=== MATERIAL PROVIDED ===

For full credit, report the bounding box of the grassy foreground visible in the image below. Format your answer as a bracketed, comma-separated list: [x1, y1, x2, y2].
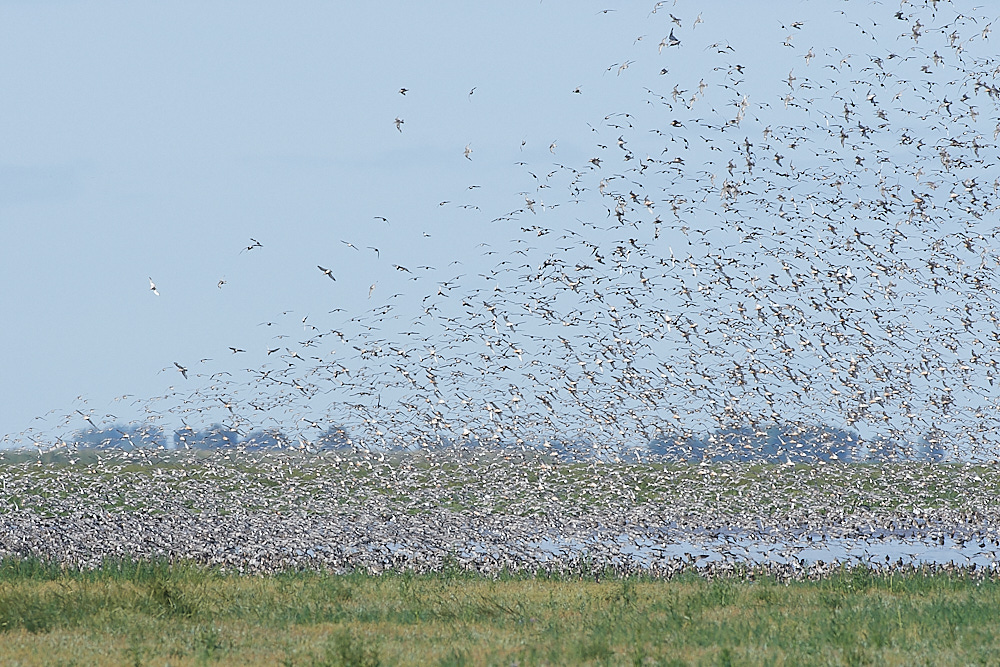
[0, 560, 1000, 665]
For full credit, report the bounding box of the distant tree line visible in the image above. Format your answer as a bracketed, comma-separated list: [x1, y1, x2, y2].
[72, 424, 949, 463]
[72, 424, 353, 451]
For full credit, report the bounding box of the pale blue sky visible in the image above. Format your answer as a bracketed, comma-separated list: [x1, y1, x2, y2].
[0, 0, 992, 454]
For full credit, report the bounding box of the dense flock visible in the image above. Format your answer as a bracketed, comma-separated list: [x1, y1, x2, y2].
[0, 0, 1000, 571]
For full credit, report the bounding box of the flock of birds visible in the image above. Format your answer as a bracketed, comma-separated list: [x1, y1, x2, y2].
[133, 2, 1000, 460]
[1, 0, 1000, 576]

===

Render the stored items above as a Markdown table with the columns "Row" and "Line," one line per row in order, numbered from 1, with blank lines and pictures omitted.

| Row | Line |
|---|---|
| 1 | For full credit, report the bounding box of the grassy foreground visible in the image below. Format your answer as a bracketed, comma-separated list: [x1, y1, x2, y2]. |
| 2 | [0, 560, 1000, 665] |
| 3 | For full credit, report the bounding box of the distant tree line visible in the image above. Format your answer as a bracketed, comma-separated list: [x1, y1, x2, y2]. |
| 4 | [72, 424, 949, 463] |
| 5 | [72, 424, 353, 451] |
| 6 | For full credit, report the bounding box of the pale blue sky visible in the image above. Format your answer as a bracketed, comma-separated list: [x1, y1, x2, y2]. |
| 7 | [0, 0, 992, 454] |
| 8 | For full credit, report the bounding box of the dense flock visible in the image above. Format your answer as a bracketed, comma-separated list: [x1, y1, x2, y2]. |
| 9 | [0, 0, 1000, 571] |
| 10 | For full credit, report the bounding box of the flock of birds visible in the image above. Format your answer as a bracketed, comma-separated list: [x1, y1, x2, y2]. |
| 11 | [133, 2, 1000, 460] |
| 12 | [1, 0, 1000, 576] |